WHAT IS NEEDED: Copy the material below word for word, leaving out the pictures.
[Start of RECORDS SHOWN]
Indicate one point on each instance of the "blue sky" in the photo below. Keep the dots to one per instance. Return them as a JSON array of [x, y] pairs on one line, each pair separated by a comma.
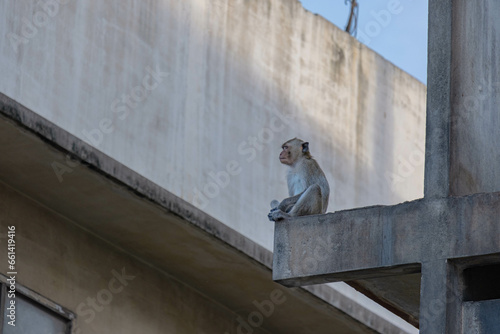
[[396, 29]]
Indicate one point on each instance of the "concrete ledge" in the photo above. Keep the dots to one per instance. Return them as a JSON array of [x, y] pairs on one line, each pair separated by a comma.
[[381, 247]]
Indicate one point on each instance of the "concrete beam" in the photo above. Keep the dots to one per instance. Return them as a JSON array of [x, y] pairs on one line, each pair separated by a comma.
[[382, 249], [384, 240]]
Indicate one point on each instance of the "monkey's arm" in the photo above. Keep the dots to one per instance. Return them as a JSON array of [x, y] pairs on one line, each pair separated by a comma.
[[287, 204]]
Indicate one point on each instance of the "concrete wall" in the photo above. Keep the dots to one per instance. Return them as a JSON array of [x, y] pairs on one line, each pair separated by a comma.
[[182, 90], [61, 261]]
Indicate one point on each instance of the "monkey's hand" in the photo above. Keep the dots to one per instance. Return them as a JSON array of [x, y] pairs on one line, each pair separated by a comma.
[[277, 214]]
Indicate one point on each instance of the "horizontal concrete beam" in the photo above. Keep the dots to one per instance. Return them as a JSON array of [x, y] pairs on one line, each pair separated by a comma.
[[384, 240]]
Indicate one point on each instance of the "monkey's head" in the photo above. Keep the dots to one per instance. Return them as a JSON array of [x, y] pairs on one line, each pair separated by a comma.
[[294, 150]]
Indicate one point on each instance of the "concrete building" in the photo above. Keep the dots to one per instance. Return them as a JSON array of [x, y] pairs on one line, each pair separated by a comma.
[[139, 157], [435, 260]]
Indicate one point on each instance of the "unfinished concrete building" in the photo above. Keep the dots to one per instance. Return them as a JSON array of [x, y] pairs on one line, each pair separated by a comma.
[[139, 145]]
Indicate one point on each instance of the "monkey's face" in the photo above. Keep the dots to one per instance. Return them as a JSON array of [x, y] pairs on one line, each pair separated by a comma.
[[286, 155]]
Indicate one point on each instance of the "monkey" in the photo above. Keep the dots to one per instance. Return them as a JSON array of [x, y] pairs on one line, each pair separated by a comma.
[[307, 184]]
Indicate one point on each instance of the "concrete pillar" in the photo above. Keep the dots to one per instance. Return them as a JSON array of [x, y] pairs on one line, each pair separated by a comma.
[[437, 163], [463, 118], [475, 96], [433, 297]]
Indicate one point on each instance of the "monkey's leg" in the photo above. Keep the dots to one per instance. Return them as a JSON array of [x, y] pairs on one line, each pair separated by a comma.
[[309, 203]]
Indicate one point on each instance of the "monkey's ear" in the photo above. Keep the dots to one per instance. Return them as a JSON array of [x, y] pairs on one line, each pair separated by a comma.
[[305, 147]]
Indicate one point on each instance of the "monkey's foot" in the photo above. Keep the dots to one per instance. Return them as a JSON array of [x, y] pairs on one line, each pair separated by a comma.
[[276, 215]]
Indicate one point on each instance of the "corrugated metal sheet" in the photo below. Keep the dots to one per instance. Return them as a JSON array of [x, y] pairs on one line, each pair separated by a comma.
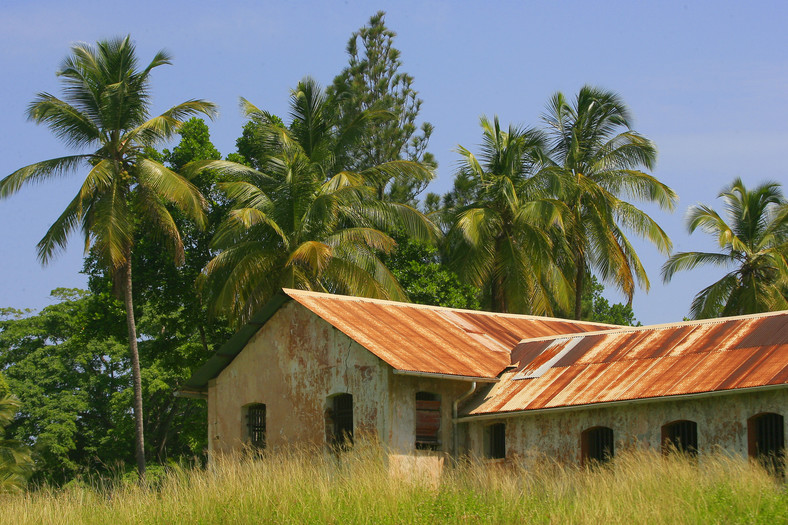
[[638, 363], [429, 339]]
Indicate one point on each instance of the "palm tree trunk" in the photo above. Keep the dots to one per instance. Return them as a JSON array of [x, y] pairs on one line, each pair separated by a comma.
[[135, 371], [579, 286]]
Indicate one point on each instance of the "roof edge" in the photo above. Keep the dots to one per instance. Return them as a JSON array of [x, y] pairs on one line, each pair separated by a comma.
[[229, 350], [291, 292], [606, 404], [438, 375]]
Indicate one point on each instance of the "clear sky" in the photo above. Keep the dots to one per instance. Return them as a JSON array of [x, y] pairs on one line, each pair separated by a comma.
[[706, 81]]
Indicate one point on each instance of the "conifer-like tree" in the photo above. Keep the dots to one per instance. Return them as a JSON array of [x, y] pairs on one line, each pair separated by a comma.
[[372, 81]]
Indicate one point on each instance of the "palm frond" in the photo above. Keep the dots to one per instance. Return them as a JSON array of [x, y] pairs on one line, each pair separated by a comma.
[[40, 171]]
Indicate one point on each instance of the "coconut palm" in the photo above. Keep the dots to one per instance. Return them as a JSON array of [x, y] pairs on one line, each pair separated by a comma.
[[592, 159], [754, 243], [500, 240], [303, 222], [105, 109]]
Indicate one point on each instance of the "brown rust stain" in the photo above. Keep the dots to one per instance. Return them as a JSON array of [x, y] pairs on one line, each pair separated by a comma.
[[647, 362], [431, 339]]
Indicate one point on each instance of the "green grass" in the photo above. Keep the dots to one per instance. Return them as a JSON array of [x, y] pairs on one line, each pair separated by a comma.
[[306, 486]]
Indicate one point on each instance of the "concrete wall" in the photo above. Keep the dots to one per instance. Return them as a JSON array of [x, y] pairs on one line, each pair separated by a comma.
[[721, 420], [292, 365], [402, 436]]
[End of RECORDS SHOWN]
ANSWER TO THE TASK:
Indicate one point on each instance of the "blue sky" in the photo below. Keep the dots to one per instance. Return them as a JSON array of [x, y] pairs on one line, each pair separated by a comma.
[[396, 29]]
Indicate one point on each instance of the "concrete ledge" in the photo above. Keep the dots to one per instance. Return them as a JSON array of [x, y] pairs on one line, each pair separated by a comma.
[[381, 247]]
Indicate one point on each instance of the "concrete beam" in the photo above. Keep the dots to one per instance. Return them as a JSON array of [x, y] pairs on one line, each pair separated by a comma.
[[382, 249], [384, 240]]
Indicate one point on each instance of the "monkey's arm" in the photo above. Keep the dots to one per instance. Return them as a JSON array of [x, y] pairs on one line, each pair separated by a comma.
[[287, 204]]
Indicate one point on each instance of the "concrete wall" in the photo above. Keep the dots to one per instance. Return them as a JSON array of [x, y] pairs on one line, each pair separated by a comma.
[[182, 90], [61, 261]]
Indicate one point on each instance of the "monkey's hand" in the photo above. Keep the dots to one per instance. Return them as a JSON array of [x, y] pairs on one line, each pair separated by a comma.
[[277, 214]]
Indicate one point on each instance of the "horizontal concrete beam" in the photo above. Keep the dots to one per instance. Return them as a JSON array of [x, y] pairs on one line, each pair separated by a comma.
[[384, 240]]
Indicate one point on each instance of the "monkey's head" in the photo above. Keep the dots to one per instance. Return them as a JSON array of [x, y] pairs on one line, each pair separated by a comma.
[[294, 150]]
Indicate one point on each instance of the "concrete building" in the photo above. Keep the dots to one per instance. Return them as a JSON array of [x, y] pairs on one line, each pair separated by a comma.
[[139, 157], [435, 260]]
Indicate one point on each instance of the "unfinished concrete building" in the photo above. Keep the dots to one per instance. Return them as a JSON array of [x, y] pairs on one line, each pair separated by a comma.
[[139, 145]]
Indicate one point on each instance of the "monkey's face" in the photo above. Keep the dots to one per instance. Return them as a JSON array of [x, y] pairs on one line, each pair separated by a comma.
[[286, 155]]
Indicate one point on each instance of the "monkey" in the photo above. Keep the dots to one per instance. Return them as a JSON array of [x, y] pairs on one line, each pair separated by a comma.
[[307, 184]]
Indicate one point on each instance of the "concrete pillar" in the photo above. Keep the dots to one per instance. Return them as a JSON array of [x, y] pairs on one line, each pair separated by a comma.
[[437, 163], [463, 118], [475, 96], [433, 297]]
Indicate one point on each instance of the "monkey's leg" in the photo above. Keep the dots to one per instance. Return them as a JSON array of [x, y] pairs on one line, each pair separated by a comma.
[[309, 203]]
Indicate one point on each instance of the "monkey's ear" in the photo above. Keep the dots to one per instance. Return them as a JSON array of [x, y] pairs on one line, each pair separated by a comma.
[[305, 147]]
Indicate one point on each instance of the "monkey's foot" in the photo above. Keep the dots to one per instance. Return them as a JSON array of [x, y] pairs on one line, each pair separated by a comma.
[[276, 215]]
Indicate one point on each instance of the "corrugated metal sheet" in the photo below. Keep the dots to one per instance. Return them as a JSON array of [x, y] pairs on one line, each pair separated by a comma.
[[638, 363], [429, 339]]
Indicate one point on each instance of the "palm tree trunk" in the photo above. Keep the dots to one per instance. Return them as a JSON array of [x, y] pairs on one line, each pair separated by a comma.
[[135, 371], [579, 286]]
Indicate one point on each instance of the "roof edge" in the photo above. Keep the dots to one per instance. Return them as a JSON array of [x, y] pairs on one line, each pair separated by a comma.
[[229, 350], [291, 292], [606, 404], [438, 375]]
Indicate one point on each instance of the "clear sky" in the photo above. Keep the dots to one per instance. Return them as a JSON array of [x, y] pairs on one line, each pair separated by a comma.
[[706, 81]]
Indicate one point on each instance of the "conifer-like tree" in the photo above. Keep the dots to one per instance. Return them as a JSON array of [x, y] pairs on one line, each pair separated by a comma.
[[372, 81]]
Indicate one point on each instance of the "palm frond" in the photo above. Keep the dots to one per instance. Return them as a JSON array of [x, y] pairs on one line, each pair separated by a comma.
[[40, 171]]
Indicate one point on each instance of the "coconut palm" in the photo above. Keep the dots to one per instance. Return them as a JSON array of [x, y] pairs on one line, each pair separated by a comma.
[[592, 159], [754, 243], [500, 240], [303, 222], [105, 109]]
Indicate one point on each instance of the "brown rust stain" in the photo above. Keep the dots to one per instance. Return them as a JSON array of [x, y] pairs on one line, each pair separated by a comma.
[[647, 362], [431, 339]]
Indicate one point on each instance of the "green grass" in the photo above. Keep the dots to one per instance. Return them as a JSON array of [x, y] pairs on one line, each pair separated by a comma.
[[306, 486]]
Indicate one point on each instance of the "concrete wall" in the photo above. Keep the dots to one per instance. Return them as a JSON array of [x, y] pairs on one line, each pair separated by a comma.
[[721, 420], [292, 365], [402, 436]]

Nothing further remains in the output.